■ **Work required**:
Please return each record exactly as it stands.

┌────────

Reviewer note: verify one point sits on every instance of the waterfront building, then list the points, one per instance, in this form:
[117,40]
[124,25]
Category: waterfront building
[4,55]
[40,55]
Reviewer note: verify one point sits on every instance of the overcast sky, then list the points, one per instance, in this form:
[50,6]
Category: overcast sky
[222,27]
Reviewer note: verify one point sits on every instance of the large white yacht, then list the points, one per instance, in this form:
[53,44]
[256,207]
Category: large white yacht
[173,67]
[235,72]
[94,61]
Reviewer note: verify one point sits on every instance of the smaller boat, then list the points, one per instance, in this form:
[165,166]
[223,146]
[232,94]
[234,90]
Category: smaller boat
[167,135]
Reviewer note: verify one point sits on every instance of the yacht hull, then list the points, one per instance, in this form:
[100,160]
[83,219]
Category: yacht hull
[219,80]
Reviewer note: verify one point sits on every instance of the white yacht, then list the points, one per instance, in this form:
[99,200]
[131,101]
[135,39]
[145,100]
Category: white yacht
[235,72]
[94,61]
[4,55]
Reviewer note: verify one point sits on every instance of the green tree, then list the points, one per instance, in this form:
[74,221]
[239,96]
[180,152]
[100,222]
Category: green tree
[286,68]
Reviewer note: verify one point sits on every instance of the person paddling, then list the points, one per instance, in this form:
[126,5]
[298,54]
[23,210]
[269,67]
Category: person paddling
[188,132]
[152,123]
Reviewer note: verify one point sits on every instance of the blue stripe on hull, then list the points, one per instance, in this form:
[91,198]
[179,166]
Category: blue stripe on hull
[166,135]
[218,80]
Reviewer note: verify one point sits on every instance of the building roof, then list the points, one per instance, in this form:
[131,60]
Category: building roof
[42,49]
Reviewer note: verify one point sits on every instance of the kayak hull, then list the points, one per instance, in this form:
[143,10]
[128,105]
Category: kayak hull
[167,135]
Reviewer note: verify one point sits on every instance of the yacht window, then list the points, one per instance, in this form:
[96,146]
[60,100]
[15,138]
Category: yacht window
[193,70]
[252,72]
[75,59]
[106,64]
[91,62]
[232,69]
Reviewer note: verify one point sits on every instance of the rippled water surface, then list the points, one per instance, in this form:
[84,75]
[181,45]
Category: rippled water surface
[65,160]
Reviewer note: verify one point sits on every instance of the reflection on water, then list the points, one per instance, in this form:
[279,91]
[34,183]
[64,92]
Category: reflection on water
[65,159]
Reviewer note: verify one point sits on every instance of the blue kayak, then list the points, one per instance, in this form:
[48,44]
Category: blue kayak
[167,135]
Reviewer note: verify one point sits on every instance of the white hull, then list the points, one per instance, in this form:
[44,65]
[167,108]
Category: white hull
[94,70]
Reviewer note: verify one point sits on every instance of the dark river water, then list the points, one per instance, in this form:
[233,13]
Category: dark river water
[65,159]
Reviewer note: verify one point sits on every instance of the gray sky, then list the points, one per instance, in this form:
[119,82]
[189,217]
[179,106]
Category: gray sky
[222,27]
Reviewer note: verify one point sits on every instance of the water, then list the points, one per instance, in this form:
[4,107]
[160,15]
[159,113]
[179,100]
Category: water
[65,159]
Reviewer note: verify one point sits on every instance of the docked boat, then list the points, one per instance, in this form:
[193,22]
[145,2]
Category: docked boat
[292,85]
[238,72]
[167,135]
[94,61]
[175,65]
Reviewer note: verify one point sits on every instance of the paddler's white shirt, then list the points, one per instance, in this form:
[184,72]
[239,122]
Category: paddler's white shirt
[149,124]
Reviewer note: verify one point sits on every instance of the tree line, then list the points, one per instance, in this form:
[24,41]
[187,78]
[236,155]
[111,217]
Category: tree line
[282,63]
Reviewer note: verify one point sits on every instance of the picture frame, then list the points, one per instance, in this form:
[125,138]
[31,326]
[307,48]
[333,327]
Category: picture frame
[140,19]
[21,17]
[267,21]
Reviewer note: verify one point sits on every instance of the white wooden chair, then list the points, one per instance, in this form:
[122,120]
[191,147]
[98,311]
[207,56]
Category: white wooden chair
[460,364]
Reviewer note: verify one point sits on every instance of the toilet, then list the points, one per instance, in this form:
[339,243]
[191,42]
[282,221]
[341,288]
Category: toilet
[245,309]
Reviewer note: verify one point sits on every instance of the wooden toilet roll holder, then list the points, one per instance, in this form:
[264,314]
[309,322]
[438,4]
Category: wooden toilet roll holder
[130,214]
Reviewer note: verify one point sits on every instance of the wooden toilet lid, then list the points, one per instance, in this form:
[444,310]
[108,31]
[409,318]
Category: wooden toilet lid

└────────

■ **Problem solution**:
Reviewer note: verify one point sits on every instance of the waterfront building, then list the points, one per instance, in this form:
[117,40]
[124,25]
Category: waterfront building
[4,55]
[40,55]
Reviewer note: verify one point sits on every instance of the overcast sky, then list the points, one per instance, in this form:
[50,6]
Category: overcast sky
[222,27]
Reviewer note: verify one point sits on every instance of the large white yacht, then list the points, one per instance, in this form:
[53,44]
[256,207]
Category: large white yacht
[173,67]
[235,72]
[94,61]
Reviewer note: verify one point sits on every instance of the smaller boat, then list the points, one per instance, in this form:
[165,166]
[223,146]
[232,94]
[234,90]
Category: smaller boat
[167,135]
Reviewer note: verify one point sits on every instance of the yacht hull, then list the points, one per instance, in this form:
[100,160]
[83,219]
Category: yacht hull
[219,80]
Reviewer note: verify one point sits on every instance of the white yacht, then list the points, one per instance, in this form:
[99,200]
[131,101]
[135,39]
[145,100]
Category: white yacht
[235,72]
[94,61]
[4,55]
Reviewer note: verify one point sits on every instance of the green tree, then list the points, one per instance, in this form:
[74,221]
[239,96]
[180,152]
[100,222]
Category: green tree
[286,68]
Reviewer note: verify one point sits on every instance of the person paddling, then list the points, one per instance, in this form:
[126,5]
[298,54]
[23,210]
[269,67]
Category: person paddling
[188,132]
[152,123]
Reviewer note: verify one point sits on every instance of the blue stripe on hull, then list the points, one per instance, in this form:
[91,198]
[179,166]
Category: blue stripe on hull
[166,135]
[218,80]
Reviewer note: verify one point sits on every instance of the building roof, then list the points, one per instance, in this form:
[131,60]
Category: building roof
[42,49]
Reviewer note: verify one point sits on every instance of the kayak hull, then list the points, one per instance, in this form:
[143,10]
[128,105]
Category: kayak hull
[167,135]
Reviewer note: verify one point sits on every instance of the yacht window, then list the points, one per instance, in this form:
[96,146]
[60,100]
[15,138]
Category: yacht window
[193,70]
[252,72]
[75,59]
[106,64]
[91,62]
[232,69]
Reviewer note: verify one point sits on every instance of the rippled water surface, then list the points, one per instance, in this form:
[84,75]
[181,45]
Category: rippled water surface
[65,160]
Reviewer note: verify one point sits on every instance of the reflection on water, then list the points, one per instance, in this form:
[279,91]
[34,183]
[64,92]
Category: reflection on water
[65,159]
Reviewer note: verify one point sits on every instance of the blue kayak, then list the points, one per instance, in this form:
[48,44]
Category: blue kayak
[167,135]
Reviewer note: verify one point sits on every instance of the white hull, then list the points, one per instance, in this form:
[44,65]
[167,108]
Category: white hull
[94,70]
Reviewer note: verify one point sits on every instance of the dark river water, then list the points, one per instance, in this form:
[233,13]
Category: dark river water
[65,159]
Reviewer note: verify one point sits on every instance of the gray sky, then list the points, one per instance, in this form:
[119,82]
[189,217]
[179,106]
Category: gray sky
[222,27]
Reviewer note: verify one point sits on every instance of the water, then list the points, one per instance, in this form:
[4,107]
[160,15]
[159,113]
[179,100]
Category: water
[65,159]
Reviewer note: verify one point sits on every instance of the docked boat, then list the points, one per instance, in this form:
[193,22]
[145,2]
Category: docked boat
[292,85]
[238,72]
[167,135]
[94,61]
[175,65]
Reviewer note: verify one point sits on every instance of the paddler's white shirt, then list the points, one per instance, in this form:
[184,72]
[239,122]
Category: paddler's white shirt
[149,124]
Reviewer note: verify one point sits on every instance of the tree line, then list the points, one per instance, in this form:
[24,41]
[187,78]
[236,155]
[111,217]
Category: tree line
[282,63]
Reviewer note: verify one point sits on every instance of the picture frame, then list the points, one per instance, in this form:
[125,138]
[31,326]
[307,48]
[333,327]
Category: picture frame
[140,19]
[21,17]
[267,21]
Reviewer note: verify one point sits on every instance of the white wooden chair, then list the points, one per instance, in this form:
[122,120]
[191,147]
[98,311]
[207,56]
Category: white wooden chair
[460,364]
Reviewer note: verify one point sits on every instance of the toilet, then list the points, one per instance, in this form:
[339,243]
[191,42]
[282,221]
[341,288]
Category: toilet
[245,309]
Reviewer note: verify one point sits on every instance of the wooden toilet roll holder, then list the points, one per instance, in this form:
[264,314]
[309,322]
[438,4]
Category: wooden toilet roll holder
[130,214]
Reviewer note: verify one point sits on every instance of the wooden toilet lid, then list the points, one per instance, in this form:
[444,310]
[108,31]
[409,318]
Category: wooden toilet lid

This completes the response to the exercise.